## Source text
• • •
Due to various reasons (most common being category 1 taggers being associated
with DSA-unaware masters, mangling what the master perceives as MAC DA), the
tagging protocol may require the DSA master to operate in promiscuous mode, to
receive all frames regardless of the value of the MAC DA. This can be done by
setting the ``promisc_on_master`` property of the ``struct dsa_device_ops``.
Note that this assumes a DSA-unaware master driver, which is the norm.
Master network devices
----------------------
Master network devices are regular, unmodified Linux network device drivers for
the CPU/management Ethernet interface. Such a driver might occasionally need to
know whether DSA is enabled (e.g.: to enable/disable specific offload features),
but the DSA subsystem has been proven to work with industry standard drivers:
``e1000e,`` ``mv643xx_eth`` etc. without having to introduce modifications to these
drivers. Such network devices are also often referred to as conduit network
devices since they act as a pipe between the host processor and the hardware
Ethernet switch.
Networking stack hooks
----------------------
When a master netdev is used with DSA, a small hook is placed in the
networking stack is in order to have the DSA subsystem process the Ethernet
switch specific tagging protocol. DSA accomplishes this by registering a
specific (and fake) Ethernet type (later becoming ``skb->protocol``) with the
networking stack, this is also known as a ``ptype`` or ``packet_type``. A typical
Ethernet Frame receive sequence looks like this:
Master network device (e.g.: e1000e):
1. Receive interrupt fires:
- receive function is invoked
- basic packet processing is done: getting length, status etc.
- packet is prepared to be processed by the Ethernet layer by calling
``eth_type_trans``
2. net/ethernet/eth.c::
eth_type_trans(skb, dev)
if (dev->dsa_ptr != NULL)
-> skb->protocol = ETH_P_XDSA
3. drivers/net/ethernet/\*::
netif_receive_skb(skb)
-> iterate over registered packet_type
-> invoke handler for ETH_P_XDSA, calls dsa_switch_rcv()
4. net/dsa/dsa.c::
-> dsa_switch_rcv()
• • •
## Data lines
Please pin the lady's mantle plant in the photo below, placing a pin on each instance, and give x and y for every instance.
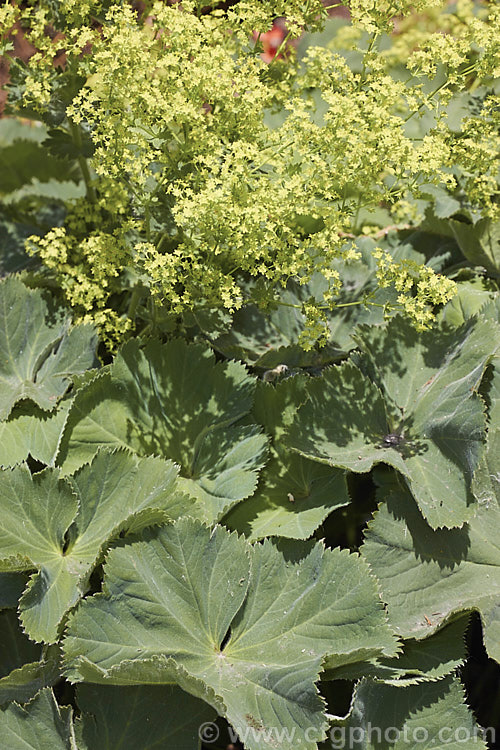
• • •
## Job 1
According to the DSA documentation, what else are master network devices often called?
## Job 2
In the DSA documentation, reproduce the lines between "-> skb->protocol = ETH_P_XDSA" and "-> dsa_switch_rcv()", inclusive, swapping "ETH_P_XDSA" for "ETH_P_DSA_TAG".
## Job 3
For each statement, say whether it agrees with the DSA documentation, and quote the deciding words: (a) Master network device drivers must be modified before DSA can work with them. (b) DSA registers a fake Ethernet type with the networking stack. (c) A DSA-unaware master driver is the unusual case.

## Task answer 1
Conduit network devices.

## Task answer 2
-> skb->protocol = ETH_P_DSA_TAG
3. drivers/net/ethernet/\*::
netif_receive_skb(skb)
-> iterate over registered packet_type
-> invoke handler for ETH_P_DSA_TAG, calls dsa_switch_rcv()
4. net/dsa/dsa.c::
-> dsa_switch_rcv()

## Task answer 3
(a) No: "without having to introduce modifications to these drivers"
(b) Yes: "registering a specific (and fake) Ethernet type"
(c) No: "this assumes a DSA-unaware master driver, which is the norm"